# Directions for this task
Output the part that opens with the line containing "Find all occurrences of white house." and closes with the line containing "392;248;518;322", both included, as a JSON list of strings with one string per line and blank lines left out.

━━━━━━━━━━━━━━━━━━━━━━━━━━━━━━

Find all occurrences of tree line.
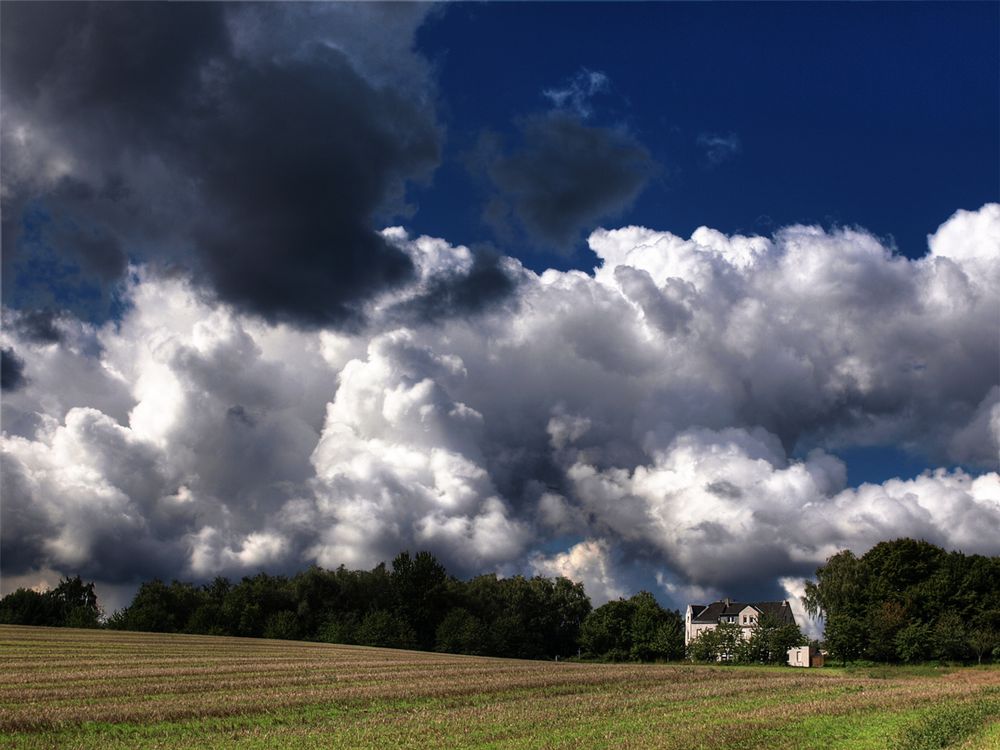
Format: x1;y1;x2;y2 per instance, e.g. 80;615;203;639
0;552;684;661
804;539;1000;664
7;539;988;663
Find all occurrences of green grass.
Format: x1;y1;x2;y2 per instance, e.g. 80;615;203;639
0;626;1000;750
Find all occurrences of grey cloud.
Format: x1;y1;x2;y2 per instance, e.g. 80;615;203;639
482;112;656;251
2;205;1000;604
0;349;27;391
542;68;611;119
3;3;441;326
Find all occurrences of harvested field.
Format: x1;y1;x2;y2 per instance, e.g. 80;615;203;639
0;626;1000;748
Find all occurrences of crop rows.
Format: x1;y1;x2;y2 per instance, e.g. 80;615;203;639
0;626;1000;748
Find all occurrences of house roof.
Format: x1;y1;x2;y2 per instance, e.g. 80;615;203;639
691;599;795;624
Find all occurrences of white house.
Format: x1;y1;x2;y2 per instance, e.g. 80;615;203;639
684;599;808;667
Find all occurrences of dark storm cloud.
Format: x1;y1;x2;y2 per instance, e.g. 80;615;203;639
485;112;655;250
3;3;440;325
0;349;26;391
4;310;63;344
392;248;518;322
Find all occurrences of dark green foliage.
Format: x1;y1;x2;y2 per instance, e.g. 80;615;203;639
434;607;489;656
579;591;684;661
687;614;807;664
824;612;865;665
805;539;1000;662
37;552;592;659
737;614;808;664
0;576;101;628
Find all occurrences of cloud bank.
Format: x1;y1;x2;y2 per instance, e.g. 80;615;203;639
0;204;1000;606
0;2;442;327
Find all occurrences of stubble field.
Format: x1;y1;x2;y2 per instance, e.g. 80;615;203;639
0;626;1000;750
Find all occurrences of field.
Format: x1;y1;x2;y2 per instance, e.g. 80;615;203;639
0;626;1000;750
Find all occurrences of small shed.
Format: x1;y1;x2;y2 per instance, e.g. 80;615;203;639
788;646;823;667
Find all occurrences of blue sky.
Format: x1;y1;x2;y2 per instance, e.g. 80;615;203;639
0;2;1000;607
407;3;1000;269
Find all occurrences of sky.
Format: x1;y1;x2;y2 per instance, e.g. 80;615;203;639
0;2;1000;624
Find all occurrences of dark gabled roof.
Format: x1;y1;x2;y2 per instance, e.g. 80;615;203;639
691;600;795;625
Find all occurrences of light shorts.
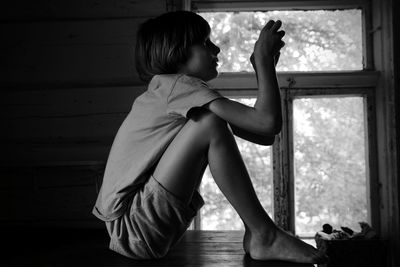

━━━━━━━━━━━━━━━━━━━━━━━━━━━━━━

# Response to this task
[
  "Find all occurrences of white house.",
  "Format: x1;y1;x2;y2 per instance, e.g. 80;615;203;639",
  "684;599;808;667",
  "Find all occurrences of dark storm cloud.",
  "Format: x1;y1;x2;y2 per instance, e.g. 80;615;203;639",
  "485;112;655;250",
  "3;3;440;325",
  "0;349;26;391",
  "4;310;63;344",
  "392;248;518;322"
]